■ Objective: How many lines in the items below contain the string "child" with the same capitalization? Reply with the number alone.

■ Dataset records:
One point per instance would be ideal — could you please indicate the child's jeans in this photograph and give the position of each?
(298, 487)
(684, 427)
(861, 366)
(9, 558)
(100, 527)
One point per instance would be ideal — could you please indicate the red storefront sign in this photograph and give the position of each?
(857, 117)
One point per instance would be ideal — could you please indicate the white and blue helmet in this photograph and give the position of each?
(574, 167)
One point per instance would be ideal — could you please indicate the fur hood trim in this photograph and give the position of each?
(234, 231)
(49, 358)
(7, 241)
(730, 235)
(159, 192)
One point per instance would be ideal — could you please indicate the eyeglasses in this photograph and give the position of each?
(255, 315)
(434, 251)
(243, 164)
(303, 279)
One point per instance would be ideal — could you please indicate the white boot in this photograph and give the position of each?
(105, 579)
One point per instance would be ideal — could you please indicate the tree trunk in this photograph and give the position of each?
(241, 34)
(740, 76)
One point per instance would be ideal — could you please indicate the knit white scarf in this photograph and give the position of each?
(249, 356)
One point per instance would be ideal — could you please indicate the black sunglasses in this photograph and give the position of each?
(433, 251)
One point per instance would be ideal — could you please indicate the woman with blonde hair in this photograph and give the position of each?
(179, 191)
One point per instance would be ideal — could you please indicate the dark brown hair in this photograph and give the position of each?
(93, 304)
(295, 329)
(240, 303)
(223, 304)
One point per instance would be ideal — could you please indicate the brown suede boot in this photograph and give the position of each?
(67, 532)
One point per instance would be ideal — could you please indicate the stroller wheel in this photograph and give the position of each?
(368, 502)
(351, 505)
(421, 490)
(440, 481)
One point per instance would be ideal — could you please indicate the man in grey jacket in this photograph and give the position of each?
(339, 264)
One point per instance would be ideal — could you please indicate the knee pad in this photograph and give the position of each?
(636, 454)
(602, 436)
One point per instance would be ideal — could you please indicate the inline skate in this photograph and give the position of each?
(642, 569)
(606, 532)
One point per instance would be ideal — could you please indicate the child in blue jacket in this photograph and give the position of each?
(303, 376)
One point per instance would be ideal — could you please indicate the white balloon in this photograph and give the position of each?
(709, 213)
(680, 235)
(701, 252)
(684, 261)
* * *
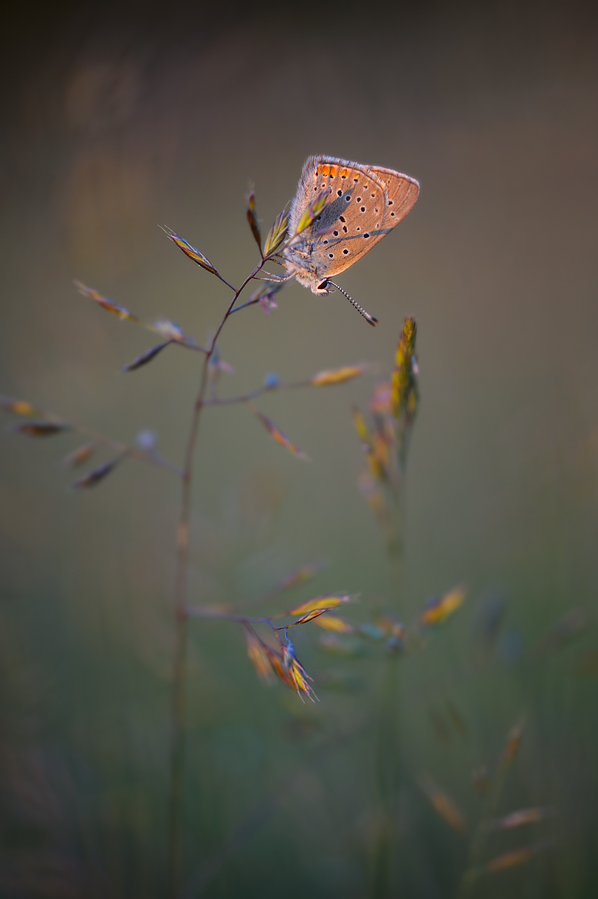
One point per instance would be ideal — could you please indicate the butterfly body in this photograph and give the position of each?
...
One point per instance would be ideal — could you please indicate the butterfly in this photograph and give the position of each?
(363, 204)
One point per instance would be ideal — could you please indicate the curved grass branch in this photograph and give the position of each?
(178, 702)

■ The completed task: 2